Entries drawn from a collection
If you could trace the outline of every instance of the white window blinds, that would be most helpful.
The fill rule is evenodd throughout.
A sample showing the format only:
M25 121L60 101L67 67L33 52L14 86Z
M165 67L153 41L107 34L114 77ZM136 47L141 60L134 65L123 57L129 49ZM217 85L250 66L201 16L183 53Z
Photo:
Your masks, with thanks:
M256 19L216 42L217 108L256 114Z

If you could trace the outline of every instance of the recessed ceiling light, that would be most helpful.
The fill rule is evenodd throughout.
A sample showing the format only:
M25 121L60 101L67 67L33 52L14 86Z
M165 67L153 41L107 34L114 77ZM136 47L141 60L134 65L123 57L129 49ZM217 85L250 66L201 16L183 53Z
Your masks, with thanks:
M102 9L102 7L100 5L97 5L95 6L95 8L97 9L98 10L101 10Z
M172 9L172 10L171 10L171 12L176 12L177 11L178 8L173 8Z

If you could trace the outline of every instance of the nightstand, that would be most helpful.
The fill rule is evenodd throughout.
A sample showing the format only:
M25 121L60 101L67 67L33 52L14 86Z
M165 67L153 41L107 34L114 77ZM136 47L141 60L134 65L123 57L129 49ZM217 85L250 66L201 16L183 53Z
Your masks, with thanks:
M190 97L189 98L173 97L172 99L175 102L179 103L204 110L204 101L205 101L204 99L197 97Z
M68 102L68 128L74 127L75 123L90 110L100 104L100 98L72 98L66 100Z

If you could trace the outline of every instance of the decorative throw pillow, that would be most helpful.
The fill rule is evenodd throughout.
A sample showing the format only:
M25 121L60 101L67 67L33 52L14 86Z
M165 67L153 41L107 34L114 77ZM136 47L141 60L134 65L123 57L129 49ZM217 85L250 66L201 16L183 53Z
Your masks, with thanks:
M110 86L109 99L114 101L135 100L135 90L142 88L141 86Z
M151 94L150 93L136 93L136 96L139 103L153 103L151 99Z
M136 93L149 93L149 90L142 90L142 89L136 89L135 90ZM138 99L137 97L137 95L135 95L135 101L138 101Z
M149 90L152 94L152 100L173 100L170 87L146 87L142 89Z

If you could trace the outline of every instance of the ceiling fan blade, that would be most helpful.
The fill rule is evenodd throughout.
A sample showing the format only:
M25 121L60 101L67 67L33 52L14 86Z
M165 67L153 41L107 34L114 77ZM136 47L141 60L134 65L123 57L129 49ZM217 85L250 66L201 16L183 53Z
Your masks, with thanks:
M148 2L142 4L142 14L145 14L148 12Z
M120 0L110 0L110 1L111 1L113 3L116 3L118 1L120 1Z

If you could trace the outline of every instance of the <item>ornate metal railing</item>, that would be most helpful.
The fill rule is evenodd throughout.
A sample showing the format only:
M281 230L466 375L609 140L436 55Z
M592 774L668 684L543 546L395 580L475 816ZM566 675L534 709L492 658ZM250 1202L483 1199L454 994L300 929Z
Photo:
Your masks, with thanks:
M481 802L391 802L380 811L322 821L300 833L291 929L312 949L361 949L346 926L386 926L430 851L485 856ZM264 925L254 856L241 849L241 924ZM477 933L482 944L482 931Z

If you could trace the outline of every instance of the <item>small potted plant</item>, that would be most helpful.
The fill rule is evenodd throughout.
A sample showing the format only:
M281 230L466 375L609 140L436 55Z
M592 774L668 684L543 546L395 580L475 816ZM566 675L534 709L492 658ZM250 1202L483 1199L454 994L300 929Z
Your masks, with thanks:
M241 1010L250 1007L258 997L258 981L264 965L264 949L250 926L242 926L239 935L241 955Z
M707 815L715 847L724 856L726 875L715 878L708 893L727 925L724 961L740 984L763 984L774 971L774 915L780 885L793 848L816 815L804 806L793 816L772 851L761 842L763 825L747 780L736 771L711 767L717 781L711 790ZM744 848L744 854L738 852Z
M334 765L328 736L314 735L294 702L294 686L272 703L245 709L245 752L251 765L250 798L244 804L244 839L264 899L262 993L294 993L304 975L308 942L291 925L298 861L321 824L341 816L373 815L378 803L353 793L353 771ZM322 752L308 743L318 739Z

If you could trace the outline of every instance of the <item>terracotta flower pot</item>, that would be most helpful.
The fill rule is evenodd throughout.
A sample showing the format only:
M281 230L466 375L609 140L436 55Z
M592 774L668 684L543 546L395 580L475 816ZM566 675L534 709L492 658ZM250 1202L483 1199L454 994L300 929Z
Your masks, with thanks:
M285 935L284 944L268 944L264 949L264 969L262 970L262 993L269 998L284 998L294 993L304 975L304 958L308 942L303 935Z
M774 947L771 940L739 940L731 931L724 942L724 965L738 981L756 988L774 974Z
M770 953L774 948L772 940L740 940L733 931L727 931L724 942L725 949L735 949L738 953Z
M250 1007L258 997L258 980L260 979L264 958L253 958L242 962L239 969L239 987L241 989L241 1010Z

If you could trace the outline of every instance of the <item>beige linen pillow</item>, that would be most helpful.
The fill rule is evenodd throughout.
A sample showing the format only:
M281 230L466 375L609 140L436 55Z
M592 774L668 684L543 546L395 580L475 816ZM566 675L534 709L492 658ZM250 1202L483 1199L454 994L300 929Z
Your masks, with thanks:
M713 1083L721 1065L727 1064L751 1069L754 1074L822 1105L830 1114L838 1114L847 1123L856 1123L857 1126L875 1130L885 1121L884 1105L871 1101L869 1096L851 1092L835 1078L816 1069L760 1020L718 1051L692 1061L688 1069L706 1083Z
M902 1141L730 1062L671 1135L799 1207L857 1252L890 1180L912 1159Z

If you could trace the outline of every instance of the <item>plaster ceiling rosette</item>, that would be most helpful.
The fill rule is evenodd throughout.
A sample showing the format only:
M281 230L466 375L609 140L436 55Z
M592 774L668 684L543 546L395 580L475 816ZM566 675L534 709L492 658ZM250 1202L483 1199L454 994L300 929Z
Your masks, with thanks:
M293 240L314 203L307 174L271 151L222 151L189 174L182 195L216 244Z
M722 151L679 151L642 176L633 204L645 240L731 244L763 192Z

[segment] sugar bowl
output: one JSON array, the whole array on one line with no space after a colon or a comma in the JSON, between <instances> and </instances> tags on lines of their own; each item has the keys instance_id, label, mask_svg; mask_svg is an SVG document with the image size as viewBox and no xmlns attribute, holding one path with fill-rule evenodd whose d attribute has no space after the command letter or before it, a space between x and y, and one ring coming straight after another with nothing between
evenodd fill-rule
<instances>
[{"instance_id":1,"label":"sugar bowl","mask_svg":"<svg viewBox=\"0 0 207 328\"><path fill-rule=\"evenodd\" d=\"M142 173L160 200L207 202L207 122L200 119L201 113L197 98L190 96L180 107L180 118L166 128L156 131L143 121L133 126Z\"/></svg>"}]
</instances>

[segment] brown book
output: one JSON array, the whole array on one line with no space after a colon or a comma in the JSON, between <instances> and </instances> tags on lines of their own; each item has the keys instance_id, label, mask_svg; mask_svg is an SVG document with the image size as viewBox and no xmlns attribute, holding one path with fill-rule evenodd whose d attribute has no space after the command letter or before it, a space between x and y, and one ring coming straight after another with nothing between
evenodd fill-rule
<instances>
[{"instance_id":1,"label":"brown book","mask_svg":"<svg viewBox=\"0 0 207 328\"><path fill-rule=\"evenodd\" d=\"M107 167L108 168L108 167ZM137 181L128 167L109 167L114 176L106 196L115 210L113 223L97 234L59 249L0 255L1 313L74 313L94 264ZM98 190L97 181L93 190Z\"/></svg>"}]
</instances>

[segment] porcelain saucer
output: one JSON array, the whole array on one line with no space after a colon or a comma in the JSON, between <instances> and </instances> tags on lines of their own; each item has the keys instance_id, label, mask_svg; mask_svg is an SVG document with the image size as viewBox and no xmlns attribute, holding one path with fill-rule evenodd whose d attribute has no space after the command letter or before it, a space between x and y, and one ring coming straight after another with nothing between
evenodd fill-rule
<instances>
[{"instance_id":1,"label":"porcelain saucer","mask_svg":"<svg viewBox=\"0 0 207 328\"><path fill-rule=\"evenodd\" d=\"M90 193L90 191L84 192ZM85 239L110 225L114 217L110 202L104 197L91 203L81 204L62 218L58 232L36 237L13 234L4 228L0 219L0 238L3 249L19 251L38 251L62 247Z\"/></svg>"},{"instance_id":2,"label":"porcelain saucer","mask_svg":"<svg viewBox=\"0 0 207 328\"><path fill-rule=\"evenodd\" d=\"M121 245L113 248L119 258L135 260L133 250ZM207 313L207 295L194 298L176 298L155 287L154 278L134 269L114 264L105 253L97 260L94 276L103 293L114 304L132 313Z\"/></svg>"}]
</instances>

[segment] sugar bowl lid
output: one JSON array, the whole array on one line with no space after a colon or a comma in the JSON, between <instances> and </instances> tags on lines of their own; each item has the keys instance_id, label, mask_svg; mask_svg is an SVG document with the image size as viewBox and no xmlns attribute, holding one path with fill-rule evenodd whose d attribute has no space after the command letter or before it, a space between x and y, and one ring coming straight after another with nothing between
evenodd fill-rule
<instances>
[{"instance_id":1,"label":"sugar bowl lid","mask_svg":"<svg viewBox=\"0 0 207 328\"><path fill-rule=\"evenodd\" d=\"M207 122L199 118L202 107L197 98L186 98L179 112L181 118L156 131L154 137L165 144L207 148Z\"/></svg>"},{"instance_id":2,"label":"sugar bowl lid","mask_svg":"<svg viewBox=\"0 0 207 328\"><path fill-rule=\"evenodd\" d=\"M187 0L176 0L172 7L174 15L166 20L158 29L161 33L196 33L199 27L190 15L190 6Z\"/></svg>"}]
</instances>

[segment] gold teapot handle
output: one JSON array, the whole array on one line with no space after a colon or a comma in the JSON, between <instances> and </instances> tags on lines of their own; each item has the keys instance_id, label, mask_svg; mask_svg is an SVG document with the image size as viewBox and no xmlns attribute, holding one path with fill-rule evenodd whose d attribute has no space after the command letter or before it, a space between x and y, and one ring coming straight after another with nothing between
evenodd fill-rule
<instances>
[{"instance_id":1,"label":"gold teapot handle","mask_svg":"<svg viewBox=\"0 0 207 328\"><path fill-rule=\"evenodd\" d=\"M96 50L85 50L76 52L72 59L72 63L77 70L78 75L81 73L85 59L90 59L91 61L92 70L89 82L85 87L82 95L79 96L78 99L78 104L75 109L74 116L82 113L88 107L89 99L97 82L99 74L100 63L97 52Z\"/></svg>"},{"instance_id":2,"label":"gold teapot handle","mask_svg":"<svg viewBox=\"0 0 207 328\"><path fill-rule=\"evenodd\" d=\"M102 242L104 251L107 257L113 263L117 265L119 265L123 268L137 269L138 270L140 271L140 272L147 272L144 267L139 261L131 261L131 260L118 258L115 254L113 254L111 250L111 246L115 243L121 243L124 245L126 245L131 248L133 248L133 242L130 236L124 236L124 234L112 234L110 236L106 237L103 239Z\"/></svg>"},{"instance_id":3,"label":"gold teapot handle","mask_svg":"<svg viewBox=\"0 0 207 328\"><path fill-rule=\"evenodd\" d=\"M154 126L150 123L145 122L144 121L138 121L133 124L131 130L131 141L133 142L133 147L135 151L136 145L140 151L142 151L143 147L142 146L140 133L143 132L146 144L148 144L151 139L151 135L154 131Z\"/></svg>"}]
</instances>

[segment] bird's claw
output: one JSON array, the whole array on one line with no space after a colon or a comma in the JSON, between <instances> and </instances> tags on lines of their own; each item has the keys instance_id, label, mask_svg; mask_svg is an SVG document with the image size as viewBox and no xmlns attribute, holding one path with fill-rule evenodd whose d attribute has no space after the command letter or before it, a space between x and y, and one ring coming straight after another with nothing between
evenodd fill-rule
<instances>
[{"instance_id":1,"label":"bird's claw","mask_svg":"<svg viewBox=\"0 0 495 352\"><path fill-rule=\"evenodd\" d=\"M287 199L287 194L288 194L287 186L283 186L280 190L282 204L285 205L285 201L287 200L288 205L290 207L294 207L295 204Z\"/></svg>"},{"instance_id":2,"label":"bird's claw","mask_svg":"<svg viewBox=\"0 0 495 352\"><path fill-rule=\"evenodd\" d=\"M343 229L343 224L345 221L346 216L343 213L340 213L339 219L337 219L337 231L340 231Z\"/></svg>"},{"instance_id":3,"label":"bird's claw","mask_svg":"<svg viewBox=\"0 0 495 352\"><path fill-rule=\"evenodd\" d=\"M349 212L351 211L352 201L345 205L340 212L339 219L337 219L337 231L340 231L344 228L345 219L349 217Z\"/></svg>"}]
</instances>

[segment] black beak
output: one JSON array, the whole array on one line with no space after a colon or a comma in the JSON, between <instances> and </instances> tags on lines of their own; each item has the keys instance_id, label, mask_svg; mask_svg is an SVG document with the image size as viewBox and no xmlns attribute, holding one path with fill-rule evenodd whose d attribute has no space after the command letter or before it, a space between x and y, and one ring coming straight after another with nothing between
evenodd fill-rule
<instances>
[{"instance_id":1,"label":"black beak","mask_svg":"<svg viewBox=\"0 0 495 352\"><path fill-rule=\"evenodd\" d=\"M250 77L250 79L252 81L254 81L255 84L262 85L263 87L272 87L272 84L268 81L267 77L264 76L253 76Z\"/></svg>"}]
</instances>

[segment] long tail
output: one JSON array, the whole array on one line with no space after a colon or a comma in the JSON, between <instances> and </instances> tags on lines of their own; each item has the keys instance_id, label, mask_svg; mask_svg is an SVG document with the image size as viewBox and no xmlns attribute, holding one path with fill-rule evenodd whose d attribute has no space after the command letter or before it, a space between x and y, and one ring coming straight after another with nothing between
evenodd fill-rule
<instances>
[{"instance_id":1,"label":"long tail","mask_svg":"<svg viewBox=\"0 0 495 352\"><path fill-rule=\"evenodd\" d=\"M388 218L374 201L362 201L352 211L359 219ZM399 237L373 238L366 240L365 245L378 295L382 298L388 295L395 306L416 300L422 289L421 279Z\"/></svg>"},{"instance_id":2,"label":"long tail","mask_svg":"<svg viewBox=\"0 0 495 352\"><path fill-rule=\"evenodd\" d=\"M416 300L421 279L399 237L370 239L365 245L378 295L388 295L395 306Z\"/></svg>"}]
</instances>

The problem
Retype the listing above without changes, from its first line down to the line containing "M256 19L216 42L217 108L256 114Z", including both ends.

The solution
If you could trace the outline of every instance of the white window blinds, that would be most helpful.
The fill rule is evenodd throughout.
A sample showing the format only:
M25 121L60 101L67 67L33 52L14 86Z
M165 67L153 41L107 34L114 77ZM136 47L141 60L134 65L123 57L129 49ZM217 85L250 66L201 16L183 53Z
Photo:
Your masks, with thanks:
M256 19L216 42L217 108L256 114Z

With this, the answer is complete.